#### Text:
** BEGIN **
BaluPai commented 6 years ago

@kcha When I run diff I get one _plots.pdf (plots for the filtered output) and one _sig.txt. (filtered output) @timbitz I tried this now (and earlier with the -o flag but with -c 16) ./vast-tools diff -a M_min,M_plus -b P_min,P_plus -i /home/balupai/tools/vast-tools/vast_out/test.tab -o ./vast_out/ but am afraid it doesn't help.

timbitz commented 6 years ago

@BaluPai I think you misunderstand me. I'm saying that the output is sent to standard output. You need to redirect it into a file, if that is where you want it to be using >.

./vast-tools diff -a M_min,M_plus -b P_min,P_plus -i /home/balupai/tools/vast-tools/vast_out/test.tab -o ./vast_out/ > file_with_results.txt
kcha commented 6 years ago

@BaluPai oops, I was looking at some older diff results. You should check your standard output as @timbitz suggests.

BaluPai commented 6 years ago

@timbitz Finally....!! yes it worked. I did earlier try the way that you have suggested but by just specifying the -o file.txt or the folder but had not tried to pipe out again with '>' but just and this makes all the difference. And now I have three output files 1) filtered.txt 2) _file.Diff_Sig.txt 3) _file.Diff_plots.pdf Thanks for your effort in solving this. And @mirimia and @kcha for your responses.

timbitz commented 6 years ago

Great! Glad to hear you got it working!
** END **
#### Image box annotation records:
** BEGIN **
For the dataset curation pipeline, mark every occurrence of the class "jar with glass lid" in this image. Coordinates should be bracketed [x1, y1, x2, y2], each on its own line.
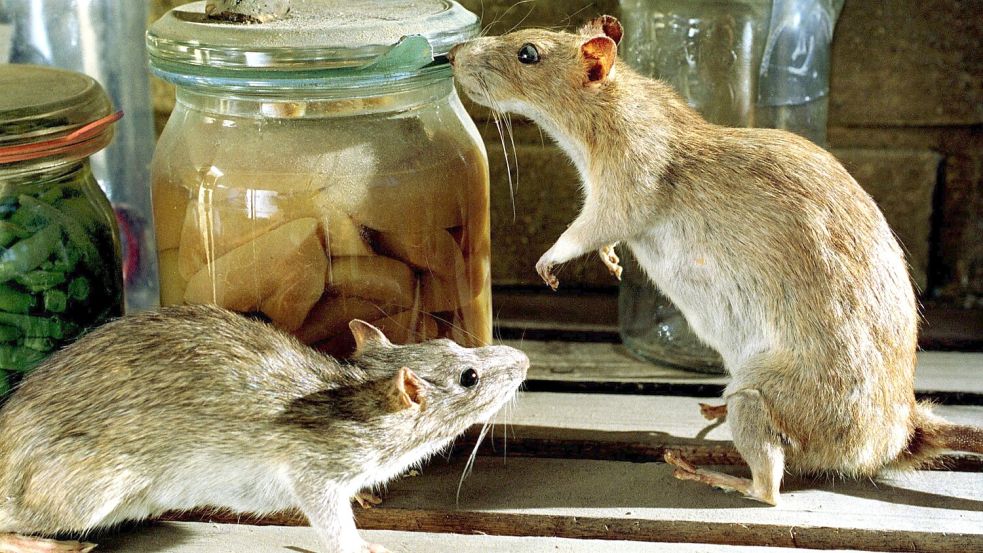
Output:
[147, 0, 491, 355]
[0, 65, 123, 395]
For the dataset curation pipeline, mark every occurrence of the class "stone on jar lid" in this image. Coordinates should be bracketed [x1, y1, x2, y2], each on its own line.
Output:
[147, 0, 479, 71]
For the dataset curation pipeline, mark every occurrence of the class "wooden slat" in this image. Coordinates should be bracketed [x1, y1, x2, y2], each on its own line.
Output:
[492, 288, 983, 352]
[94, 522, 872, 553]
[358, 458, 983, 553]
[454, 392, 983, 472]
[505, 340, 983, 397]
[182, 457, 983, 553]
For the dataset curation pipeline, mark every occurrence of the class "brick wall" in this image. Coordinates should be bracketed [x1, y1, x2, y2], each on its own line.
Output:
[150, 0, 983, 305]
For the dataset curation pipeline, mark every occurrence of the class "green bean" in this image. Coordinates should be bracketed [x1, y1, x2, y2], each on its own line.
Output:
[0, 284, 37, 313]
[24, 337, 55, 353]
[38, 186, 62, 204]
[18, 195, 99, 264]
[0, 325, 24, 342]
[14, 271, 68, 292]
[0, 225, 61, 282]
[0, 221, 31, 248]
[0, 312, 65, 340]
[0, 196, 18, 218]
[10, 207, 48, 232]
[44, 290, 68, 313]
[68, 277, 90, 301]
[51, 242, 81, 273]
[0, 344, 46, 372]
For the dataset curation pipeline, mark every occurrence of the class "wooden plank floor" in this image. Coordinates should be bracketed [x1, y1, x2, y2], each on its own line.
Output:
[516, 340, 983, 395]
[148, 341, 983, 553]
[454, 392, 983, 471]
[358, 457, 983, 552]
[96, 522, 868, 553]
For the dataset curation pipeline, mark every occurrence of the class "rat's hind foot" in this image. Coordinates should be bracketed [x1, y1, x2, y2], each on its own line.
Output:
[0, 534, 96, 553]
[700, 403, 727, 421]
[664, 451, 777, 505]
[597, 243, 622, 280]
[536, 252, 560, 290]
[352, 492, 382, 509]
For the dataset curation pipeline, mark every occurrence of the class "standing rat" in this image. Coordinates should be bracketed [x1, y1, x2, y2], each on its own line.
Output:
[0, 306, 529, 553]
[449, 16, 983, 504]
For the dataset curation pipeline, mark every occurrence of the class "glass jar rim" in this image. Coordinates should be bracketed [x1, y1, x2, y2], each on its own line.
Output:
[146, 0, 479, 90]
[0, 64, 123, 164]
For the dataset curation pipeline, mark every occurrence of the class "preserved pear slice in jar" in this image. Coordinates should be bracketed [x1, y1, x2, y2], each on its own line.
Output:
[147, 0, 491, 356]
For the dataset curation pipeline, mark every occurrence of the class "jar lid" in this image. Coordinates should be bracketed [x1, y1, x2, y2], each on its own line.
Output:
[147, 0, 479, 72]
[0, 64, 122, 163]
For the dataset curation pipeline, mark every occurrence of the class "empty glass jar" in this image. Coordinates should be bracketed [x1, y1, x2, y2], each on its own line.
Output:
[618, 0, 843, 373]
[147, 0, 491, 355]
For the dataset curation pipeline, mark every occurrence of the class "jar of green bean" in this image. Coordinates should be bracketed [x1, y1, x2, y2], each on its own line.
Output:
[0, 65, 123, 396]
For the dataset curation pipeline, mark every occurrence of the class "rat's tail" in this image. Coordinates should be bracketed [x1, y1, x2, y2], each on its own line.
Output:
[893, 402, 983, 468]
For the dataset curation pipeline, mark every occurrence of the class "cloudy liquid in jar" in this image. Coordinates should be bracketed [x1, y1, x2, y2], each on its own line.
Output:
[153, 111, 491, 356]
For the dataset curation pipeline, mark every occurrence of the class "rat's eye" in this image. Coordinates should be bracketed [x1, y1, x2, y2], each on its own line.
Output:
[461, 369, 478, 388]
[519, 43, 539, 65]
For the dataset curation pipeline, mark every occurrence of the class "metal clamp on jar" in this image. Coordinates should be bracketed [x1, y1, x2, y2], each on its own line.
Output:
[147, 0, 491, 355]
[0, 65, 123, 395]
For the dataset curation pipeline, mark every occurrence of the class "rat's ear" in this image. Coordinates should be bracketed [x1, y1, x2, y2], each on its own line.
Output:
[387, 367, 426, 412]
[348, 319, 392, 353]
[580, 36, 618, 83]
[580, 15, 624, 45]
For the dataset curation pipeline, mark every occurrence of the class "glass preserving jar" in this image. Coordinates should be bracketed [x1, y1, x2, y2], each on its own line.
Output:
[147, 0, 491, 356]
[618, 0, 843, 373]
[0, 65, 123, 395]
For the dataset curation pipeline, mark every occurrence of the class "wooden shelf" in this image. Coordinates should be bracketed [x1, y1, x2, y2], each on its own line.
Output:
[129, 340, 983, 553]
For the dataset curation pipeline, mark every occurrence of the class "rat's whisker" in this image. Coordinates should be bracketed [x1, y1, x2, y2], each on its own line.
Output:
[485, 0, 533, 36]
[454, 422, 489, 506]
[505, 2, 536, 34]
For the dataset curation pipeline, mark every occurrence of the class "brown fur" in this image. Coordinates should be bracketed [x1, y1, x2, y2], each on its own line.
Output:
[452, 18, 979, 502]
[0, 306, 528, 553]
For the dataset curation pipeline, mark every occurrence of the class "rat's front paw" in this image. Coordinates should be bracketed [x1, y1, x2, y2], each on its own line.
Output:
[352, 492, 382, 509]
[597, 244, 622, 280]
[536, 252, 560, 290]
** END **
#### What is needed:
In the vast-tools forum thread, why does timbitz tell BaluPai to add "> file_with_results.txt" to the diff command?

#### Response to the task:
The diff output is sent to standard output. To have it in a file, it must be redirected there with >.